┌──

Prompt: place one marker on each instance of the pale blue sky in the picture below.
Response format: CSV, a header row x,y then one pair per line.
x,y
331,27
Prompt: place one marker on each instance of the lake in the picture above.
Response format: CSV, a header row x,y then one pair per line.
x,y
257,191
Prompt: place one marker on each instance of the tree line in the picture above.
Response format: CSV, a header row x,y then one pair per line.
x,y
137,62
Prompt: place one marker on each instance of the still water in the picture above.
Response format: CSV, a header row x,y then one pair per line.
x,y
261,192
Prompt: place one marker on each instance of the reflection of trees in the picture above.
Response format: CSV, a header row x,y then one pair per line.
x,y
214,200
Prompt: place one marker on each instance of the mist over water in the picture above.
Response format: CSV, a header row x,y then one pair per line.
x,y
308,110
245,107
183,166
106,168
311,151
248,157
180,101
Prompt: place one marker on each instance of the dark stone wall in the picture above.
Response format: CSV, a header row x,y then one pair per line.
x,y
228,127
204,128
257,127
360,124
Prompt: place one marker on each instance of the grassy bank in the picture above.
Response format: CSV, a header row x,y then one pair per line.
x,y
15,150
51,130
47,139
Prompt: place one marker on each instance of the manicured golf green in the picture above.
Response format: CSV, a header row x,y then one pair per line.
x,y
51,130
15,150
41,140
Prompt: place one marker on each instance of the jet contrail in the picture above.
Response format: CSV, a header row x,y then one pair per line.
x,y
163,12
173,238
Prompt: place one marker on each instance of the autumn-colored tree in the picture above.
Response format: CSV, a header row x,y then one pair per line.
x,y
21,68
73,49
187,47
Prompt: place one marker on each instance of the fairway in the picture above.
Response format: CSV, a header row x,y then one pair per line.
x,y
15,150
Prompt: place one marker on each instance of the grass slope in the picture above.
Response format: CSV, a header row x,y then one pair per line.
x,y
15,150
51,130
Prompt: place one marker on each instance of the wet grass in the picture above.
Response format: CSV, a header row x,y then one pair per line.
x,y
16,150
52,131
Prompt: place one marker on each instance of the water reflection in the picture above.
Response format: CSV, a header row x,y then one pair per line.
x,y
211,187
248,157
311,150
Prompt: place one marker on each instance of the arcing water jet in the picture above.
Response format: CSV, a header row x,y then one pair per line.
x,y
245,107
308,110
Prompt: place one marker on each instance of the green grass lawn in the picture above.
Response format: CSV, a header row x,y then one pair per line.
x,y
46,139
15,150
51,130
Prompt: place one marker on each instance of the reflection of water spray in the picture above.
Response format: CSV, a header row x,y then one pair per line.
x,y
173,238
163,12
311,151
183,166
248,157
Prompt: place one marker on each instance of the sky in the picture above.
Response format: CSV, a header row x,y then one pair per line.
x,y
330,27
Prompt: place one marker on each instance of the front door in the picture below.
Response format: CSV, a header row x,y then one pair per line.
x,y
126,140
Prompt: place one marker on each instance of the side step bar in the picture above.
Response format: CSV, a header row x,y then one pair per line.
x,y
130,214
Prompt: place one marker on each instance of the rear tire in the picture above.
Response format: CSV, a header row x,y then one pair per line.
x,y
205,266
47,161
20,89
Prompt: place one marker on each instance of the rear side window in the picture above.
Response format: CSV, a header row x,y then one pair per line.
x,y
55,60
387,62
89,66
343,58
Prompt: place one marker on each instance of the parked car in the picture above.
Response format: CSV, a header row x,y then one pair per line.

└──

Reproduce every line of the data exactly as it was written.

* [OUTPUT]
Prompt: place one marker on each instance of the pale blue sky in the picture below.
Response format: CSV, a header row x,y then one pair per line.
x,y
331,27
Prompt: place one marker on each instance of the lake in the picture above.
Response format: CSV, a header row x,y then one pair per line.
x,y
257,191
Prompt: place one marker on each instance of the tree line in the picture above.
Response format: CSV, a header row x,y then one pair per line.
x,y
137,62
Prompt: place one marker on each instance of the still water in the picture above.
Response format: CSV, a header row x,y then one pair per line.
x,y
261,192
Prompt: place one marker on each instance of the reflection of trees in the picture above.
Response format: CSV, a header row x,y then one pair per line.
x,y
214,200
Prompt: place one marker on each instance of the mist over water in the picture above.
Response format: CSV, a header row x,y then one pair per line.
x,y
308,110
245,107
183,166
106,168
311,151
248,157
180,101
Prompt: place one marker on each instance of the dark stone wall in the picture above.
Response format: CSV, a header row x,y then one pair per line.
x,y
228,127
204,128
257,127
360,124
Prompt: place one marker on each instance of the grassy bank in the picture above.
Response format: CSV, a header row x,y then one pair per line.
x,y
15,150
51,130
47,139
Prompt: place one marker on each instance of the manicured golf green in the picture above.
Response format: CSV, a header row x,y then one pair per line.
x,y
51,130
15,150
41,140
Prompt: place one marker on each instance of the jet contrail in the picture above.
Response format: CSV, a header row x,y then one pair per line.
x,y
163,12
173,238
Prompt: place one marker on each instance of the autumn-colored tree in the picture above.
Response format: CSV, a header row x,y then one pair per line.
x,y
21,68
73,49
187,47
Prompt: place one marker on each instance of the fairway in the picture above.
Response format: CSV, a header row x,y then one pair per line.
x,y
15,150
Prompt: place one marker on each instance of the grass slope in the picture above.
Response format: CSV, a header row x,y then one pair per line.
x,y
15,150
51,130
Prompt: place one marker on each instance of the wet grass in the picture above.
Response format: CSV, a header row x,y then one pair per line.
x,y
16,150
52,131
Prompt: place one marker on each instance of the water reflection in the picture above.
Response format: CSV, a header row x,y then one pair per line.
x,y
211,187
248,157
311,150
Prompt: place one marker on each instance of the arcing water jet in the picture above.
Response format: CSV, a header row x,y then one pair per line.
x,y
245,107
308,110
Prompt: place one marker on each instance of the green grass lawn in the picture above.
Response format: CSV, a header row x,y then one pair per line.
x,y
46,139
15,150
51,130
Prompt: place one marker on each instance of the reflection of water spray in the picture above.
Response format: CSV, a header row x,y then one pair per line.
x,y
173,238
163,12
311,151
183,166
248,157
Prompt: place one marker on each instance of the sky in the picture above.
Response format: CSV, a header row x,y then one pair per line.
x,y
330,27
Prompt: place one marker on each instance of the front door in the picture below.
Response format: CSV, a header row x,y then one pair per line.
x,y
126,140
Prompt: place one marker on each instance of the side step bar in the picture above.
Response format: CSV, a header row x,y then one pair per line.
x,y
130,214
Prompt: place one marker on each instance of the rear tire in the picture above.
Response format: CSV, a header row x,y then one pair per line.
x,y
205,266
47,161
20,89
Prompt: place one marker on each instance of the rear side window in the picture above.
Response format: CSV, a header row x,y then one pair per line.
x,y
55,60
387,62
89,66
343,58
Prompt: place one marker on each instance of the parked car in the picture above.
Response format: CSV, a header row x,y then one pair per line.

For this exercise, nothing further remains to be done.